### [Provided text]
------------
Honeypie agony auntHe might not even be able to sponsor you with his low income and high debt ratio. Maybe that is why he feels knocking the credit card debt down could help.

5-digit credit card debt is very vague. Is it 10,000 or 90,000? Again it pertains to my original statement about sponsorship. You don't get an automatic pass in immigration because you are married. He needs to be able to PROVE that he can take care of you once you move to the USA. Whether you have a job or not.

Personally? You two should have had this sorted BEFORE you gave up your job and moved across the world. And I say this because I have been in a "similar" situation and I am European (Danish) and married an American.

Why did you guys not go the fiancee visa route? Yes, it can take longer but that only gives YOU the advantage of SOME kind of security.

Or get your work visa set up, move to the USA (if this is where you want to live) be SELF SUFFICIENT (and date him) if YOU feel that there is a basis for marriage and life together THEN you can consider marriage.
------------
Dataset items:

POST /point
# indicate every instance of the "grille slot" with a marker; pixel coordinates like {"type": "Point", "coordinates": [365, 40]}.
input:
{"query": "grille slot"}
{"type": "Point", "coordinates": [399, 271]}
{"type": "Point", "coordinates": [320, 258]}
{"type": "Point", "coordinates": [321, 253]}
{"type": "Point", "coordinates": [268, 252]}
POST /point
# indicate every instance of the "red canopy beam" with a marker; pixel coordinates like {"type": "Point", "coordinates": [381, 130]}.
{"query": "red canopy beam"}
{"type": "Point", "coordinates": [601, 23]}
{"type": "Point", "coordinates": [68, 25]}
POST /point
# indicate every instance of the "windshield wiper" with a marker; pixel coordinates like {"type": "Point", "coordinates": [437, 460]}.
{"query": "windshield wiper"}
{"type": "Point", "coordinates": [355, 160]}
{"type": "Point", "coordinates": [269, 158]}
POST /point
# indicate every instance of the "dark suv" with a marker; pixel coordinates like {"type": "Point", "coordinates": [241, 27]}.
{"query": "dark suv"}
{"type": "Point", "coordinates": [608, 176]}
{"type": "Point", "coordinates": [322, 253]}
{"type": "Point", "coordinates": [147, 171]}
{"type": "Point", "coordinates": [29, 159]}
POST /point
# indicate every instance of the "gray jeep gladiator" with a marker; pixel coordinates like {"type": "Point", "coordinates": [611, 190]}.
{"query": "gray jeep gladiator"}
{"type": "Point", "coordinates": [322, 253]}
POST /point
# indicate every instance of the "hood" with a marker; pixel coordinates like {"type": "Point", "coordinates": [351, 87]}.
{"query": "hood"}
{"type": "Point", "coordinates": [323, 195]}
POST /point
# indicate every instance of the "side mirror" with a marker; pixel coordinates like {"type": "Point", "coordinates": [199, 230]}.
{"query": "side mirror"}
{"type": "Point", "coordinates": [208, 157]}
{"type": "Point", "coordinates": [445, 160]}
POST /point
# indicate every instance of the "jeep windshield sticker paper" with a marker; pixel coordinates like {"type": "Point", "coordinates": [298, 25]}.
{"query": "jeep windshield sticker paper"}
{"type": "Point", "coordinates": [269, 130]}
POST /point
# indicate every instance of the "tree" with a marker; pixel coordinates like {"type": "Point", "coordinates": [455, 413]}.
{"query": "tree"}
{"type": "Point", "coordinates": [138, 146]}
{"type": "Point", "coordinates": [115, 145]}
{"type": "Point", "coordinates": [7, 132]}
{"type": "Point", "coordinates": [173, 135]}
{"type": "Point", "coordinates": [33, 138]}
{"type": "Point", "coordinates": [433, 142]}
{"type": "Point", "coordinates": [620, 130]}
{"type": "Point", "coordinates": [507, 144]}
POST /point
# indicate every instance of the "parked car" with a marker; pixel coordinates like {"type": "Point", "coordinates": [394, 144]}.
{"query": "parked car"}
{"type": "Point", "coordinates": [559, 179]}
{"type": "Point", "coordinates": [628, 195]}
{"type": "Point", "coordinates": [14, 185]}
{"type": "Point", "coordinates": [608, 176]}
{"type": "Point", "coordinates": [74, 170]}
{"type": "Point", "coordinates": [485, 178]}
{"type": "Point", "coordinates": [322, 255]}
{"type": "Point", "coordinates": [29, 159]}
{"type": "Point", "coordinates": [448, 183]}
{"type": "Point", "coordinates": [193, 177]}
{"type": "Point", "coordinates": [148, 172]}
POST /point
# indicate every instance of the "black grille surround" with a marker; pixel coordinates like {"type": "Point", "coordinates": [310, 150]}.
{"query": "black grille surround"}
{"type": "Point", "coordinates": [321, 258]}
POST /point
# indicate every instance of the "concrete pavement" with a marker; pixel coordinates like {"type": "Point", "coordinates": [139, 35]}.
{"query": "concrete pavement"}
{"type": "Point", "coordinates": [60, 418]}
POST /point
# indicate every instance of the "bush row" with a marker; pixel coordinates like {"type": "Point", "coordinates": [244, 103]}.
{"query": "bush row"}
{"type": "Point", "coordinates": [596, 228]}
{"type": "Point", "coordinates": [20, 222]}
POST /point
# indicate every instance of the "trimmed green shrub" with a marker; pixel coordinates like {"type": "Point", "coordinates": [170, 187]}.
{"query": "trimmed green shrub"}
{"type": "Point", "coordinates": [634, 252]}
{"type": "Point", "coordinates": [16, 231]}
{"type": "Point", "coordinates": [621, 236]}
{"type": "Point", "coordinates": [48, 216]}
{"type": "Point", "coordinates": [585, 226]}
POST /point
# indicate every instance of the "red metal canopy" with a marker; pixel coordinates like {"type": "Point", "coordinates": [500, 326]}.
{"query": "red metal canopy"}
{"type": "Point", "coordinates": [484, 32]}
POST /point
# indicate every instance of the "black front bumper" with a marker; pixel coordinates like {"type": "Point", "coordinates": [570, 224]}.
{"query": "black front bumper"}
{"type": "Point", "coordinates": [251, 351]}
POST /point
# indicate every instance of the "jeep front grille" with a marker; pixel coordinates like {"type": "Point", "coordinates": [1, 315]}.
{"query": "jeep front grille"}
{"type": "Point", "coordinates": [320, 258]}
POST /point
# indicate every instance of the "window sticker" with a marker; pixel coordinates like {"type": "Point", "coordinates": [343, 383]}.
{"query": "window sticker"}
------------
### [Work instructions]
Continue the advice on marriage and immigration sponsorship, starting right after its final sentence.

### [Solved exercise]
It seems to me that he isn't being very realistic. And neither are you. I think him paying your mortgage is (sorry) ridiculous. This is YOUR debt. If he has 2 kids he needs to take care off (child-support) and a credit card that needs to be paid off WHAT is he supposed to live on? It's NOT like the retired military members get is all that large.

I think the BEST thing you can do is GET a job (wherever you want to be and are able to work) and save up. If you plan to move to the USA maybe NOT having a mortgage in another country (that you can't afford) is not the wisest idea.

But what it all comes down to is this. YOU have to listen to your head right now. What you have learned from staying with him for 6 months have shown you several things. ONE of them is that he is BAD with money. That won't likely change. He is also bad with planning and thinking ahead. And thinking about how it all AFFECTS you.

So, in short, IS this REALLY the guy for you? You can CARE deeply for someone and realize they are NOT going to be a good match for you.

It seems like he likes the FANTASY of being with you but in reality, he can't afford it. Not now and not 4 months down the road. Unless he has his kids turning 18 in less than 4 months he will STILL have child support to pay which ( I bet) is a large chunk of his income. Can he then afford MORE kids (with you) anytime soon also?

This is a very hard situation for you. As you GAVE UP your livelihood on a fantasy. What about your family? Are you really sure you want to live so far away from them?